:: PROBLEM DESCRIPTION ::
Search the data for "light" and copy every matching line.

DATA: Begin

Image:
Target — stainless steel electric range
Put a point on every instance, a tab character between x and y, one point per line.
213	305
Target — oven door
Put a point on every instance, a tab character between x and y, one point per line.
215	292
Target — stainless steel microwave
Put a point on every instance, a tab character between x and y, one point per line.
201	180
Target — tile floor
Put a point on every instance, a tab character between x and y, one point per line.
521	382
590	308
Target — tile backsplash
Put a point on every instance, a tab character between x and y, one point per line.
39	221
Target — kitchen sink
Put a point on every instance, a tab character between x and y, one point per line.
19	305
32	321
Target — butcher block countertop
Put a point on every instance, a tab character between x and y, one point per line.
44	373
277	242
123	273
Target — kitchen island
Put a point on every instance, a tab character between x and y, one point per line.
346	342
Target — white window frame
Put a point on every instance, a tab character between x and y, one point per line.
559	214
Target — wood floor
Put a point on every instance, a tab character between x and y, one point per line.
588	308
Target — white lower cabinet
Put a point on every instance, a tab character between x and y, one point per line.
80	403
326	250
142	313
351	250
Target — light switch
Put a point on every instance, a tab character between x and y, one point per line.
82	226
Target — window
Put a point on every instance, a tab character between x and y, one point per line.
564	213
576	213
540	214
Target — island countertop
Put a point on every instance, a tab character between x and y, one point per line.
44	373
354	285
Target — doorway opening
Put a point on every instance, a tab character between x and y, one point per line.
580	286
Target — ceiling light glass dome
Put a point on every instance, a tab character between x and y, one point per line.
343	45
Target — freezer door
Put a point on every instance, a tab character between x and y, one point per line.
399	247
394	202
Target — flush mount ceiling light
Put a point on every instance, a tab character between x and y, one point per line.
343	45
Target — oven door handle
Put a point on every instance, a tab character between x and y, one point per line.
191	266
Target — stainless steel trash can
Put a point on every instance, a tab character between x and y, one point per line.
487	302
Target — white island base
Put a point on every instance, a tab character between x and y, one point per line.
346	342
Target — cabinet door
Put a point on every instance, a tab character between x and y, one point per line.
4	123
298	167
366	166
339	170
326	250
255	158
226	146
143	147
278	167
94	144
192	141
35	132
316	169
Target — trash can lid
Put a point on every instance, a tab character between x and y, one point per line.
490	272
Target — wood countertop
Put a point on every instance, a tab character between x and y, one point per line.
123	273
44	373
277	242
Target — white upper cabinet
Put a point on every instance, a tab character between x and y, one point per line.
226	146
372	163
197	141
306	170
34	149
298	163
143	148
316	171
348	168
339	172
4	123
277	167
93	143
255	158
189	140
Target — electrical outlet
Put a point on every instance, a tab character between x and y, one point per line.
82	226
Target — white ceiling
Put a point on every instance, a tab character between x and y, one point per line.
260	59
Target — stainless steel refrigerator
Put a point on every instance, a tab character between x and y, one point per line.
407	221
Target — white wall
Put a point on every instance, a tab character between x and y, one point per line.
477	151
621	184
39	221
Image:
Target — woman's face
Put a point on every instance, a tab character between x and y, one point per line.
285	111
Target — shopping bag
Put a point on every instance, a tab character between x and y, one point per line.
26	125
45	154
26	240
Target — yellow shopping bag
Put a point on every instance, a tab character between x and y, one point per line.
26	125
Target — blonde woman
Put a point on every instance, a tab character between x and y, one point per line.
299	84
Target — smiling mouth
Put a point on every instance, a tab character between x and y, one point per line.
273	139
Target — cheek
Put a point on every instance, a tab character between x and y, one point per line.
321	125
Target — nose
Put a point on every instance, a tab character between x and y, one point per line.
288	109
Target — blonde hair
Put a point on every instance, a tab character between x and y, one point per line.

DATA: End

:: SOLUTION FOR THIS PROBLEM ::
Target — light switch
Target — ceiling light glass dome
Target — flush mount ceiling light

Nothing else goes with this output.